Coordinate annotation entries:
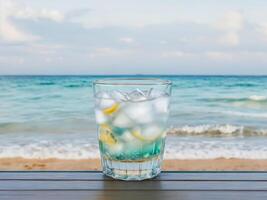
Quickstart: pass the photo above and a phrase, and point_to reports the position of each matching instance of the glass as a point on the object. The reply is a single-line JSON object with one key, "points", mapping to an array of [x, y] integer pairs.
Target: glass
{"points": [[131, 115]]}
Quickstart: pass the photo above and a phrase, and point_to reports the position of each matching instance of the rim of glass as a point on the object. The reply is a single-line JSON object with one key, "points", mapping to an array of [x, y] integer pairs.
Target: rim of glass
{"points": [[132, 81]]}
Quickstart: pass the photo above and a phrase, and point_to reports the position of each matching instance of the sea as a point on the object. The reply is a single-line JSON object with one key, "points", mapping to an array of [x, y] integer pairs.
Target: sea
{"points": [[211, 117]]}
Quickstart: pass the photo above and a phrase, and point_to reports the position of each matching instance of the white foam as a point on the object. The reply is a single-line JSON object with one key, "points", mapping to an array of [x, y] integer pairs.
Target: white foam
{"points": [[207, 130], [257, 98], [246, 114], [215, 149]]}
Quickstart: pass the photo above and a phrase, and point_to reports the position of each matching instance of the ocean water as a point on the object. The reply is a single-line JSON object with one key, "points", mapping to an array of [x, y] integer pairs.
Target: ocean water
{"points": [[211, 117]]}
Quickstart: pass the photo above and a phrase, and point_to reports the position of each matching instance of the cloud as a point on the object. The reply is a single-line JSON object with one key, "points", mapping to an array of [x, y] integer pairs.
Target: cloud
{"points": [[262, 29], [175, 54], [229, 39], [232, 21], [29, 13], [8, 30], [127, 40], [217, 55], [108, 52], [231, 24], [9, 10]]}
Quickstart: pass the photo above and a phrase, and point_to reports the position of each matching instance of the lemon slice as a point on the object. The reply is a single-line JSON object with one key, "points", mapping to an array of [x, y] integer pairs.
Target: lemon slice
{"points": [[106, 136], [112, 109]]}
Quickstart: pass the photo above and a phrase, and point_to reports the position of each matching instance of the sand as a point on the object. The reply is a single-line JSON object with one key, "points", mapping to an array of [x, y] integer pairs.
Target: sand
{"points": [[220, 164]]}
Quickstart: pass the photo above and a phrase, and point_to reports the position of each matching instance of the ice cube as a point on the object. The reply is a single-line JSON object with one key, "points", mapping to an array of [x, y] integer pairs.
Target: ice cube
{"points": [[150, 132], [119, 95], [137, 95], [127, 137], [139, 112], [101, 118], [118, 147], [121, 120], [105, 101], [161, 104]]}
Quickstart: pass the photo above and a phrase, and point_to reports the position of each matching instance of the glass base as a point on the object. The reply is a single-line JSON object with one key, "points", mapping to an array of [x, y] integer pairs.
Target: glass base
{"points": [[132, 170]]}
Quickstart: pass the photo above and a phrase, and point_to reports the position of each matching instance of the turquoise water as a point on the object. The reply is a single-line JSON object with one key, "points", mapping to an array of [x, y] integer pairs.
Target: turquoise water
{"points": [[211, 116]]}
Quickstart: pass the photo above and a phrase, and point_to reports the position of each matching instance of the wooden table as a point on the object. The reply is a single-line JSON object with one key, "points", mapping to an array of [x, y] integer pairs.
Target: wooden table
{"points": [[169, 185]]}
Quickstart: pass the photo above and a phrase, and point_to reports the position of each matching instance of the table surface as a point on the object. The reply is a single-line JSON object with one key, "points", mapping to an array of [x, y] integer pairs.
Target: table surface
{"points": [[168, 185]]}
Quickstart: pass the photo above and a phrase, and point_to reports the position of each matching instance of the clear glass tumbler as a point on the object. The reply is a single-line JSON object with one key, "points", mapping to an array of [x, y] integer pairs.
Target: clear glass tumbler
{"points": [[131, 115]]}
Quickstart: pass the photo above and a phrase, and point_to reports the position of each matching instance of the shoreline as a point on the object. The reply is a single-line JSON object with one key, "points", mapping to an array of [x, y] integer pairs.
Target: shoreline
{"points": [[218, 164]]}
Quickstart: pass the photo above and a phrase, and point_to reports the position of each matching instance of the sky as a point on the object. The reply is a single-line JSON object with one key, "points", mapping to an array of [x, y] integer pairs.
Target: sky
{"points": [[133, 37]]}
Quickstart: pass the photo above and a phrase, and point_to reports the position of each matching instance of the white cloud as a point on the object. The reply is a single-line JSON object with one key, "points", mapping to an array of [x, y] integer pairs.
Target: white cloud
{"points": [[29, 13], [9, 32], [127, 40], [262, 29], [231, 24], [108, 51], [175, 54], [231, 21], [229, 39], [217, 55]]}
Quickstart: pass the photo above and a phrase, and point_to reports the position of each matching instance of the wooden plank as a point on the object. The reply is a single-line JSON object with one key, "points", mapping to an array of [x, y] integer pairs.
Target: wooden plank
{"points": [[132, 195], [136, 186], [168, 176]]}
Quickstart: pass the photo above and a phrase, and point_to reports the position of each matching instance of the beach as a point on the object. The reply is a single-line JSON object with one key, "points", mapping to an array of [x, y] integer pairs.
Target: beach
{"points": [[219, 164], [216, 123]]}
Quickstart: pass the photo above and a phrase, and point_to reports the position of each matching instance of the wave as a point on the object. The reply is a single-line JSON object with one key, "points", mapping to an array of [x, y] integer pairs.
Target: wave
{"points": [[217, 131], [247, 114], [250, 99], [56, 126], [47, 83], [179, 148]]}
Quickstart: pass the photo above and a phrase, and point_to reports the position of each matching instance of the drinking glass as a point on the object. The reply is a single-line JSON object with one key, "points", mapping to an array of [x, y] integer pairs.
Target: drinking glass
{"points": [[131, 115]]}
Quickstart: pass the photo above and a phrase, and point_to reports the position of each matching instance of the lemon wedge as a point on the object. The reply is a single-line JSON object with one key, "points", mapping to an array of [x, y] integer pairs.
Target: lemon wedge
{"points": [[106, 136], [148, 134], [112, 109]]}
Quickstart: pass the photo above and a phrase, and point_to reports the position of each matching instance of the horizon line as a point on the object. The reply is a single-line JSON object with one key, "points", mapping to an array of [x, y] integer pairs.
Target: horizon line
{"points": [[133, 75]]}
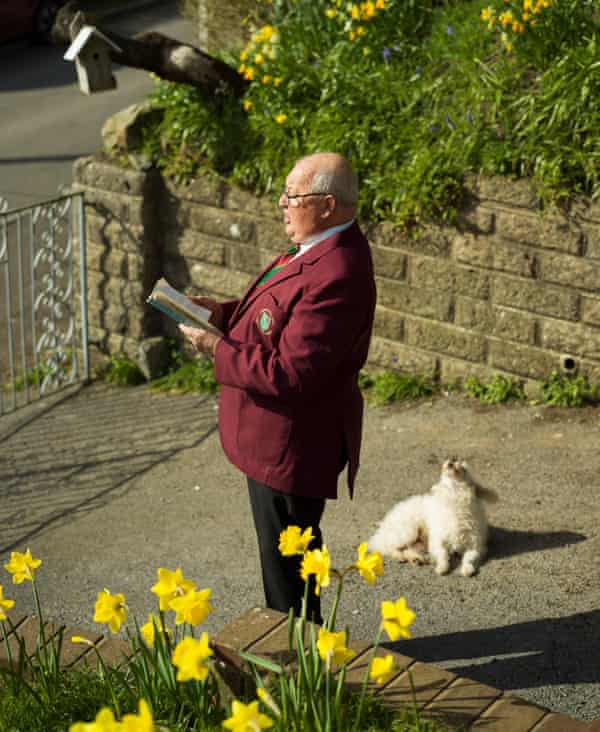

Task prompt:
Locate each line in the listing above that contains the string "shoreline", treating uppercase and lowercase as different, and copy those lines.

Exercise result:
Quickstart: pass the photo above and a phrase, and point_to reports the position of each matching instance of the shoreline as a point on the object. The reply is a single-line JSON object with one key, "points", mapping to an array of [x, y] integer pairs.
Target: shoreline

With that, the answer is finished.